Previous attempts to provide a multiple burst simulator have included a so-called "chatter system" which uses a coil and a commutator. The chatter system has proved to be unsatisfactory because, among other reasons, it fails to generate sufficient energy to accurately simulate a lightning strike.
In addition, the pulses generated by the chatter system cannot be accurately duplicated thereby making it difficult to detect and analyze equipment disturbances caused by these pulses.
Other conventional systems include a random signal generator described in U.S. Pat. No. 2,974,198 by McLeod which generates independent signals of random occurrence and length for use in testing transmission systems. The generator uses a number of parallel pulse generating circuits which are responsive to filtered signals from a noise source.
In addition, Russian Patent No. 312253 discloses a random time interval generator which includes a random pulse generator which is connected downstream through a shift register and a number of coincidence circuits to respective Pulse generators.
Furthermore, RCA Technical Note #818, "High Frequency SCR Power Generator", discusses a high power generator which uses a number of SCR's which are switched sequentially to generate a continuous wave signal.

· · ·

=== Required work ===
A. In the passage on earlier burst simulators and signal generators, why is the chatter system considered unsatisfactory? Answer in one to three sentences.
B. Answer these questions from the passage on earlier burst simulators and signal generators:
(i) What two components does the chatter system use?
(ii) In the McLeod random signal generator, what are the parallel pulse generating circuits responsive to?
(iii) According to RCA Technical Note #818, how are the SCRs switched, and what kind of signal results?
C. Resume the passage on earlier burst simulators and signal generators, picking up right after its final sentence.

· · ·

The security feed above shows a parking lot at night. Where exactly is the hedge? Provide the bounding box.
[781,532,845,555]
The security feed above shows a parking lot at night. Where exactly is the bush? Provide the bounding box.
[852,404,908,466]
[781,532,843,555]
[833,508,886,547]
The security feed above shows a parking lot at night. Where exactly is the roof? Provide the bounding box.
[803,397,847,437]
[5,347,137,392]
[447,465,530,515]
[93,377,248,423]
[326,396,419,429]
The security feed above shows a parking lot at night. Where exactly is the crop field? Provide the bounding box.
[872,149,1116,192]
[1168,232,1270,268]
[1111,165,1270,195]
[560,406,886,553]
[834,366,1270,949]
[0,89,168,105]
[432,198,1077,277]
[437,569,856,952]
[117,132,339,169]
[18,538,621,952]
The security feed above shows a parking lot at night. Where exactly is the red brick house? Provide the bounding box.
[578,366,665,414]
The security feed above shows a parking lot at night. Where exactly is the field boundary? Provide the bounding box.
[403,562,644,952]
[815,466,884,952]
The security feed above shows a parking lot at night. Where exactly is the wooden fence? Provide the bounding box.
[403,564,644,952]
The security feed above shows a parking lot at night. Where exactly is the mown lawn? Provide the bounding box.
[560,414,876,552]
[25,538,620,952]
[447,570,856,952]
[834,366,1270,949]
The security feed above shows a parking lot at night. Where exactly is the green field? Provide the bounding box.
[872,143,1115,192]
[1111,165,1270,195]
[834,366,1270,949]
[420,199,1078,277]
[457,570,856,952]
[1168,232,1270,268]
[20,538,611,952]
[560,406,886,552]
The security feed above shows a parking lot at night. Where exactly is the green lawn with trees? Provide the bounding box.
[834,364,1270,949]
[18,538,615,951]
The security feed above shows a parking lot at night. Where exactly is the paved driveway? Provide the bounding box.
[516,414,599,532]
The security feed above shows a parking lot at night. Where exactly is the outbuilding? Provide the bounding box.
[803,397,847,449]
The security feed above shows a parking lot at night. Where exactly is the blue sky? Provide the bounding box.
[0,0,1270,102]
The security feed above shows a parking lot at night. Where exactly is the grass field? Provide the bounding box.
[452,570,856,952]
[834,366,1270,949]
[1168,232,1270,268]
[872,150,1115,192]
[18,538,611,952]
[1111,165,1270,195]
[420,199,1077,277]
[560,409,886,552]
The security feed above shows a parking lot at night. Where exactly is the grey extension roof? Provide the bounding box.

· · ·

=== Set of answers ===
A. The chatter system cannot generate enough energy to accurately simulate a lightning strike. Its pulses also cannot be accurately duplicated, which makes it difficult to detect and analyze the equipment disturbances they cause.

B.
(i) A coil and a commutator.
(ii) Filtered signals from a noise source.
(iii) They are switched sequentially, and they generate a continuous wave signal.

C.
The present design pertains to apparatus and methods for generating high
energy signals. In a preferred embodiment, the high energy signals are used to
simulate the signals typically present at the inputs to an avionics device
during a lightning strike on the aircraft carrying the electronics device.
More particularly, the apparatus includes means for generating trigger signals at selected intervals, as well as a plurality of pulse generating circuits for generating the high energy signals. Also included are means, responsive to the trigger signals, for triggering the pulse generating circuits at the selected intervals so as to generate the high energy signals at the selected intervals.
The present design pertains to a system for generating a random, multiple
burst signal. In a preferred embodiment, the system will be described for
application in simulating a lightning strike on an aircraft for purposes of
testing the ability of avionics equipment to be used on board the aircraft to
withstand a lightning strike.
The waveforms generated by the present design conform to standards set by the Federal Aviation Administration. However, it should be appreciated that the present design is not limited to its preferred embodiment.
Proceeding with a description of the preferred embodiment, it is known that under current FAA guidelines the external lightning multiple burst waveform must include pulses which occur repetitively in twenty four randomly spaced bursts of twenty randomly spaced pulses each (FIG. 1A). Each burst should have a peak current of ten kiloamperes and a duration of one millisecond.
The twenty four sets of bursts should have a total duration of two seconds. This waveform represents the external multiple burst lightning environment; that is, the waveform as it would be if it were unaffected by the aircraft structure.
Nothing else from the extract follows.